>>>>
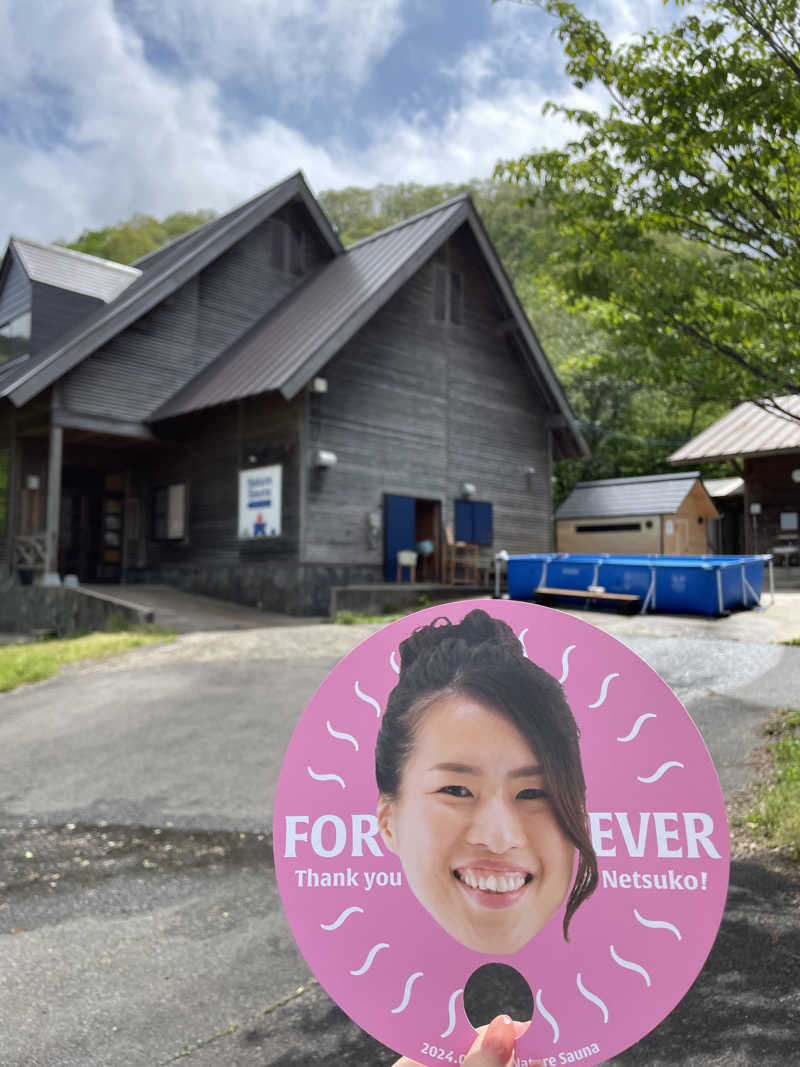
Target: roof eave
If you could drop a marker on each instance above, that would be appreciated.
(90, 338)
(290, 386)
<<<<
>>>>
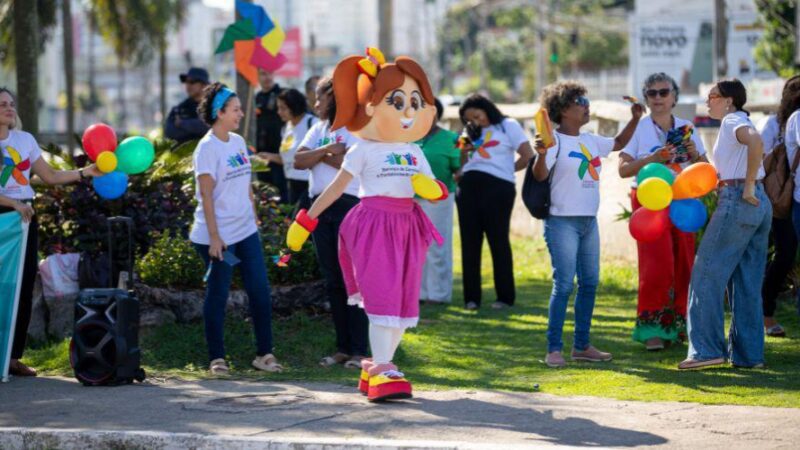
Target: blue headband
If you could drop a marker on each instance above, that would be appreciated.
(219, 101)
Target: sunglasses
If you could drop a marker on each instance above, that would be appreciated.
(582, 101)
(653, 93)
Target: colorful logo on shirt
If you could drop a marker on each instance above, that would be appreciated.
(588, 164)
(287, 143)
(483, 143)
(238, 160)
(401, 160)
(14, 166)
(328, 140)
<<<<
= Task to complete =
Show every line in the entries where the string "Target" occurs.

= Answer to this problem =
Target: roof eave
Target: blue headband
Target: sunglasses
Target: colorful logo on shirt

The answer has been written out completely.